──────── EXTRACTED DATA

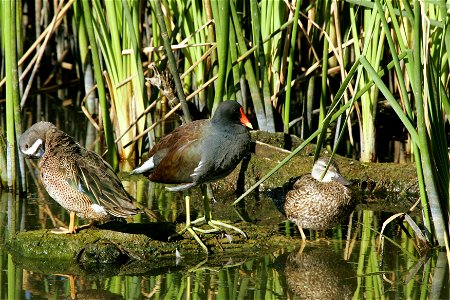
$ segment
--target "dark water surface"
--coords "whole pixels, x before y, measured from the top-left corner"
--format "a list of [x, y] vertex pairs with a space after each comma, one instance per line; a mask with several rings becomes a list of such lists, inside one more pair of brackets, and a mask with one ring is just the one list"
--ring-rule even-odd
[[[33, 175], [33, 174], [31, 174]], [[159, 212], [169, 222], [184, 221], [184, 205], [179, 193], [161, 194], [160, 186], [146, 180], [124, 181], [126, 189], [148, 208]], [[167, 268], [145, 271], [139, 263], [132, 272], [122, 273], [111, 266], [51, 274], [39, 262], [13, 257], [4, 241], [19, 230], [35, 230], [68, 223], [68, 214], [48, 197], [37, 184], [24, 198], [12, 199], [3, 193], [0, 207], [0, 299], [449, 299], [449, 275], [445, 253], [430, 251], [420, 257], [414, 244], [399, 230], [398, 223], [388, 225], [386, 233], [404, 250], [385, 241], [377, 250], [382, 222], [391, 213], [358, 211], [352, 225], [348, 259], [344, 260], [347, 227], [327, 232], [325, 239], [301, 247], [294, 226], [283, 222], [270, 199], [260, 195], [248, 202], [250, 221], [280, 224], [279, 234], [294, 234], [297, 247], [274, 249], [273, 252], [242, 253], [227, 256], [219, 253], [209, 258], [198, 255], [195, 266], [188, 254], [173, 256]], [[217, 196], [217, 195], [216, 195]], [[226, 199], [226, 198], [230, 199]], [[213, 206], [215, 214], [238, 219], [230, 209], [232, 195], [219, 195]], [[200, 208], [195, 200], [193, 210]], [[224, 200], [225, 198], [225, 200]], [[15, 214], [12, 213], [15, 207]], [[133, 222], [148, 222], [137, 216]], [[80, 221], [83, 224], [83, 221]], [[375, 229], [375, 230], [374, 230]], [[356, 233], [355, 233], [356, 232]], [[282, 246], [282, 245], [280, 245]], [[219, 262], [219, 263], [218, 263]], [[45, 262], [44, 264], [62, 264]], [[75, 263], [74, 263], [75, 264]], [[39, 267], [37, 267], [39, 266]], [[186, 268], [185, 266], [189, 266]], [[47, 268], [51, 269], [51, 268]], [[108, 271], [113, 270], [113, 271]]]

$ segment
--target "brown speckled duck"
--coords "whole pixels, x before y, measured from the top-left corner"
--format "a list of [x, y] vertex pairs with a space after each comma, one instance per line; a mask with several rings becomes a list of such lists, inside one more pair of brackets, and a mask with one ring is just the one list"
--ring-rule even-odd
[[75, 233], [75, 215], [92, 221], [137, 213], [111, 166], [97, 153], [81, 147], [49, 122], [38, 122], [20, 137], [20, 150], [40, 159], [39, 174], [50, 197], [70, 212], [68, 229]]
[[318, 159], [311, 175], [303, 175], [269, 192], [278, 210], [290, 221], [297, 224], [306, 240], [303, 228], [326, 230], [342, 223], [355, 207], [351, 191], [347, 187], [350, 182], [340, 173], [337, 165], [327, 158]]

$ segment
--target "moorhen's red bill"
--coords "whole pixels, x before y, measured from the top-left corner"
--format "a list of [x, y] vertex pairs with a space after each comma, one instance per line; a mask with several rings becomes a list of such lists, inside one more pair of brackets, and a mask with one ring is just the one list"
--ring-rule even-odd
[[178, 127], [150, 150], [150, 158], [132, 174], [151, 181], [179, 184], [182, 191], [223, 178], [231, 173], [250, 149], [250, 121], [236, 101], [224, 101], [211, 120]]

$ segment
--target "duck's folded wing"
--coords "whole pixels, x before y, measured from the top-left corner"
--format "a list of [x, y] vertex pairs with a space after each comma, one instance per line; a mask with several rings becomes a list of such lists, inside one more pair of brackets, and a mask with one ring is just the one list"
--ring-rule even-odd
[[83, 160], [77, 160], [74, 173], [72, 184], [109, 214], [126, 217], [137, 213], [131, 196], [123, 188], [116, 173], [96, 153], [89, 151]]

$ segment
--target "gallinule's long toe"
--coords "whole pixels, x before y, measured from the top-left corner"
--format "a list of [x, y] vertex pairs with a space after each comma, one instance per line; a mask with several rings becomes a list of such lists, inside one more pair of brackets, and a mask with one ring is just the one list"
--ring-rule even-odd
[[[178, 184], [169, 191], [184, 191], [191, 187], [221, 179], [239, 164], [250, 149], [248, 128], [251, 123], [236, 101], [224, 101], [211, 120], [198, 120], [178, 127], [162, 138], [150, 150], [150, 158], [133, 174], [143, 173], [151, 181]], [[232, 225], [213, 220], [209, 200], [204, 197], [205, 216], [190, 221], [189, 197], [186, 196], [186, 228], [208, 252], [195, 231], [211, 233], [219, 227], [245, 233]], [[193, 224], [208, 223], [211, 230], [200, 230]], [[184, 230], [183, 230], [184, 231]]]
[[50, 197], [70, 212], [69, 229], [75, 233], [75, 215], [94, 221], [137, 213], [131, 196], [110, 165], [49, 122], [28, 128], [19, 140], [28, 158], [39, 160], [39, 174]]
[[300, 176], [293, 184], [290, 182], [269, 192], [278, 210], [297, 224], [303, 241], [306, 241], [303, 228], [332, 228], [348, 218], [355, 208], [347, 187], [350, 182], [339, 173], [333, 161], [323, 175], [327, 164], [327, 158], [319, 158], [311, 175]]

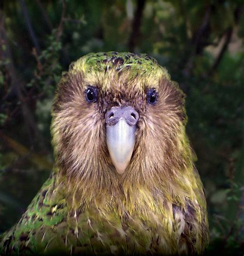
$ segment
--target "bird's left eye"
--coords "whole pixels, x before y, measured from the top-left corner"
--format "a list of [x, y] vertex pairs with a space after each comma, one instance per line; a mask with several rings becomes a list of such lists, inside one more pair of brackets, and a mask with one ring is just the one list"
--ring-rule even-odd
[[98, 89], [93, 86], [88, 86], [85, 90], [85, 100], [88, 102], [96, 102], [97, 101]]
[[155, 89], [149, 89], [147, 92], [147, 101], [150, 104], [156, 103], [158, 99], [158, 92]]

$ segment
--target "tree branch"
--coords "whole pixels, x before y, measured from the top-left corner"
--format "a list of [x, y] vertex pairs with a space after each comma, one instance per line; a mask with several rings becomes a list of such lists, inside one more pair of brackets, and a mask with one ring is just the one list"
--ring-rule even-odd
[[137, 7], [134, 16], [132, 30], [129, 40], [128, 48], [130, 52], [134, 52], [135, 46], [140, 37], [140, 27], [142, 13], [146, 0], [137, 0]]
[[41, 10], [42, 16], [43, 17], [43, 18], [45, 20], [45, 21], [46, 22], [46, 23], [48, 26], [49, 32], [51, 32], [53, 29], [53, 25], [51, 24], [51, 21], [50, 21], [49, 18], [48, 18], [48, 16], [47, 16], [46, 14], [45, 9], [43, 8], [42, 3], [41, 2], [40, 0], [35, 0], [35, 1], [37, 5], [38, 5], [38, 7]]
[[[238, 6], [235, 10], [235, 23], [237, 25], [240, 20], [240, 16], [243, 12], [243, 6]], [[231, 42], [231, 38], [233, 33], [233, 27], [229, 27], [225, 31], [224, 34], [225, 40], [222, 48], [217, 56], [214, 64], [208, 71], [208, 76], [212, 75], [216, 71], [219, 66], [224, 53], [228, 48], [228, 45]]]
[[30, 35], [31, 41], [32, 41], [33, 44], [34, 45], [34, 47], [37, 49], [37, 51], [38, 53], [40, 53], [40, 48], [39, 43], [38, 42], [37, 38], [36, 36], [34, 30], [33, 30], [31, 23], [29, 17], [29, 14], [28, 14], [27, 8], [26, 8], [26, 6], [25, 5], [25, 1], [24, 0], [19, 0], [19, 2], [24, 15], [25, 22], [26, 25], [27, 30]]

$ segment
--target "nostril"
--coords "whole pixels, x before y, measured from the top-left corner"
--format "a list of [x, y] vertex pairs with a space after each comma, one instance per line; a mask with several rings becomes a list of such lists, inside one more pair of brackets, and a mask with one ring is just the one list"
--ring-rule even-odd
[[111, 118], [112, 117], [113, 117], [114, 116], [114, 113], [112, 113], [111, 114], [110, 114], [109, 116], [109, 118]]
[[131, 115], [135, 119], [136, 119], [136, 116], [135, 116], [135, 114], [133, 113], [133, 112], [131, 114]]

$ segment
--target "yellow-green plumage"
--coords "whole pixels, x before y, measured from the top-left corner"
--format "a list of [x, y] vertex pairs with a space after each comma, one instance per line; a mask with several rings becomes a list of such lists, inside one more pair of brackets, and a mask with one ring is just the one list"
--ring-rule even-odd
[[[92, 104], [84, 97], [91, 85], [99, 90]], [[148, 88], [158, 92], [155, 105], [147, 103]], [[0, 254], [202, 253], [206, 202], [185, 134], [184, 101], [147, 55], [90, 54], [71, 65], [52, 113], [53, 172], [0, 238]], [[112, 106], [129, 105], [140, 118], [132, 158], [119, 175], [104, 117]]]

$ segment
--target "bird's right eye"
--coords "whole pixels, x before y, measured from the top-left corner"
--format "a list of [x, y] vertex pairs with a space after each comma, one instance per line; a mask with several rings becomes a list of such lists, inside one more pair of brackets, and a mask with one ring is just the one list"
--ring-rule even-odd
[[85, 100], [91, 103], [92, 102], [97, 102], [98, 94], [98, 89], [93, 86], [88, 86], [85, 91]]

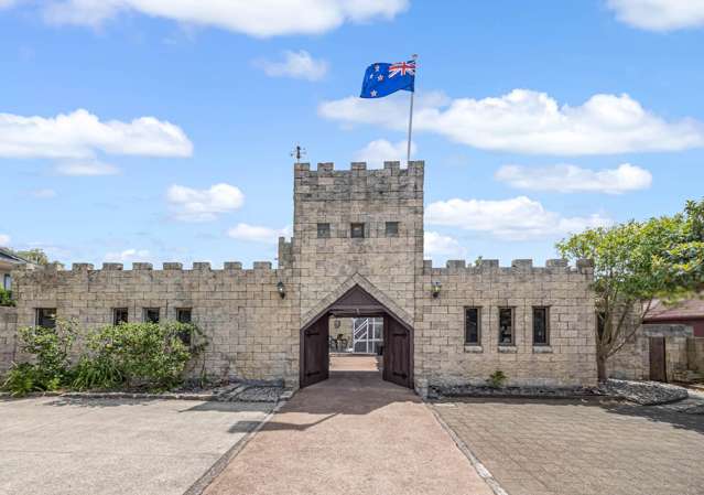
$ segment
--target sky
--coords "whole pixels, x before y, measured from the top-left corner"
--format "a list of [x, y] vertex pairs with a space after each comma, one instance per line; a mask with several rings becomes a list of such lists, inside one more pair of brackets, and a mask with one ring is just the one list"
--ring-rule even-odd
[[296, 143], [404, 160], [410, 93], [358, 94], [411, 54], [435, 266], [704, 196], [704, 0], [0, 0], [0, 246], [274, 260]]

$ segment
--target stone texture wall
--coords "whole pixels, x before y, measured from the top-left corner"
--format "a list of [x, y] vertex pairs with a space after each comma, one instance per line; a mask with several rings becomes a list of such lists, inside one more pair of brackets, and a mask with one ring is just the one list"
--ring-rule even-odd
[[0, 376], [15, 358], [18, 314], [14, 308], [0, 306]]
[[[501, 369], [509, 385], [591, 386], [596, 384], [594, 294], [591, 263], [567, 267], [549, 260], [533, 268], [516, 260], [499, 268], [496, 260], [478, 267], [448, 261], [446, 268], [425, 262], [416, 286], [415, 378], [419, 388], [484, 385]], [[441, 282], [437, 298], [431, 284]], [[465, 308], [480, 308], [480, 345], [465, 345]], [[549, 308], [549, 346], [532, 343], [532, 308]], [[499, 346], [499, 308], [512, 308], [515, 345]]]
[[[101, 270], [75, 263], [72, 270], [50, 266], [15, 273], [18, 325], [35, 324], [36, 308], [55, 308], [58, 318], [75, 319], [84, 329], [112, 324], [112, 309], [127, 308], [130, 322], [143, 321], [143, 309], [159, 308], [162, 321], [175, 320], [176, 309], [192, 309], [193, 322], [210, 338], [207, 370], [216, 376], [281, 379], [297, 369], [297, 331], [292, 306], [296, 301], [290, 270], [256, 262], [245, 270], [228, 262], [223, 270], [209, 263], [134, 263], [122, 270], [105, 263]], [[277, 283], [288, 288], [285, 299]], [[294, 372], [297, 373], [297, 372]], [[297, 375], [296, 375], [297, 378]]]

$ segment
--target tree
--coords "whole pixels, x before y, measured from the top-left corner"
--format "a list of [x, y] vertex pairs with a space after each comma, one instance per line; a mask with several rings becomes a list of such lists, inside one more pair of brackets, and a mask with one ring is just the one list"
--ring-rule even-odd
[[564, 258], [594, 261], [603, 380], [606, 361], [635, 335], [654, 299], [672, 302], [704, 289], [704, 200], [673, 216], [591, 228], [556, 248]]
[[46, 252], [44, 252], [43, 249], [35, 248], [26, 251], [14, 251], [14, 254], [20, 258], [33, 262], [34, 265], [48, 265], [48, 256], [46, 256]]

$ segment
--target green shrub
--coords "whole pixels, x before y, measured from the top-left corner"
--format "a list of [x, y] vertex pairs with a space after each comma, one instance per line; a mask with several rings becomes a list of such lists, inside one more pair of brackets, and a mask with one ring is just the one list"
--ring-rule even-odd
[[171, 388], [182, 383], [186, 366], [205, 345], [205, 337], [193, 324], [104, 326], [88, 335], [90, 355], [79, 363], [74, 385], [82, 388], [116, 385]]
[[61, 377], [46, 374], [39, 365], [21, 363], [12, 365], [2, 388], [13, 397], [23, 397], [32, 391], [56, 390], [61, 384]]
[[507, 379], [508, 376], [506, 376], [500, 369], [497, 369], [491, 375], [489, 375], [489, 379], [487, 379], [487, 383], [491, 388], [501, 388], [503, 387], [503, 384], [506, 384]]
[[12, 291], [0, 288], [0, 306], [13, 306]]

────────────────

TO BE DONE: Copy every line in the records above that holds the word "green".

RESULT FOR THIS EXERCISE:
--target "yellow-green plumage"
--target green shrub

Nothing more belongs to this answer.